(Data records)
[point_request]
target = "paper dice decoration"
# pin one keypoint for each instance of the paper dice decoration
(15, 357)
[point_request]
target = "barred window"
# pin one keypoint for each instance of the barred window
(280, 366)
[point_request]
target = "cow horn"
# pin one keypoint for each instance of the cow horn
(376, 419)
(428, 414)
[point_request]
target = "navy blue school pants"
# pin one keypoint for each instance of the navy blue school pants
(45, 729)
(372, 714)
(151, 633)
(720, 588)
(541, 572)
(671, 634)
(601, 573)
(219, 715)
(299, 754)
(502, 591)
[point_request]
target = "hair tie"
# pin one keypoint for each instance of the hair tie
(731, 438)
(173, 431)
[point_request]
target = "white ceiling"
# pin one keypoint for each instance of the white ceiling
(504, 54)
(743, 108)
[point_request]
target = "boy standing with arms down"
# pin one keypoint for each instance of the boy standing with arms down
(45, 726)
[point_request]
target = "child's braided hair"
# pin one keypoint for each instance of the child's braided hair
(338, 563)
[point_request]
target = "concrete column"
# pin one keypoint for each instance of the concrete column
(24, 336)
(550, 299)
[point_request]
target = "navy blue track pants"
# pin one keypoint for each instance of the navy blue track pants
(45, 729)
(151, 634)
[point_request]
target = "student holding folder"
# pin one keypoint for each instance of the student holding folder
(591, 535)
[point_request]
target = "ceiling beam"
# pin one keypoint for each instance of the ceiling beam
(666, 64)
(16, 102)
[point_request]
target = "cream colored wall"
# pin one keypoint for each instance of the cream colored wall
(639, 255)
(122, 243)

**PROBLEM**
Rewrite every line of the records above, requests included, scaling each coordinate pair in the answers by a factor of 2.3 and rounding each result to the nearest whole number, with halves rounded up.

**RESPONSE**
[point_request]
target = "paper dice decoration"
# pin one keypoint for each instance of the paper dice decoration
(35, 821)
[point_request]
target = "barred window"
# pin one keypoint for each instance of the barred window
(644, 842)
[point_request]
target = "cow horn"
# pin one keypoint for each instance of the cow horn
(865, 964)
(984, 952)
[point_request]
target = "navy blue school pants"
# pin one keypoint for each instance of the navy blue school pants
(104, 1677)
(856, 1642)
(347, 1456)
(1656, 1352)
(1244, 1316)
(1543, 1458)
(1382, 1318)
(504, 1645)
(688, 1734)
(1155, 1359)
[point_request]
target = "hair tie"
# pin one keypoint for each instance of the hair tie
(1681, 1007)
(398, 991)
[point_request]
target = "white ceiling"
# pin one keypoint for each instance of the white ceiling
(1159, 124)
(1709, 248)
[point_request]
target = "boy standing with arms down"
# pin one keypoint for each instance of the boy standing with arms down
(104, 1670)
[point_request]
target = "child's braided hair"
# pin one keypoint for each instance of the child's braided hair
(777, 1295)
[point_request]
target = "concrete column"
# pin one keypoint for each instance of the concrete column
(55, 773)
(1265, 688)
[point_request]
target = "navy blue track pants"
# pin one keypoint for each instance of the navy blue track pants
(104, 1677)
(347, 1458)
[point_request]
target = "student holding folder"
# pin one keypoint for each instance of the student holding folder
(1359, 1231)
[point_request]
target = "ceiling beam"
# pin one keypoint for each instance of the ceiling beam
(1532, 147)
(37, 235)
[point_request]
target = "cream colored wall"
# pin one keypoint for each instance of the cream colored wall
(1470, 587)
(281, 559)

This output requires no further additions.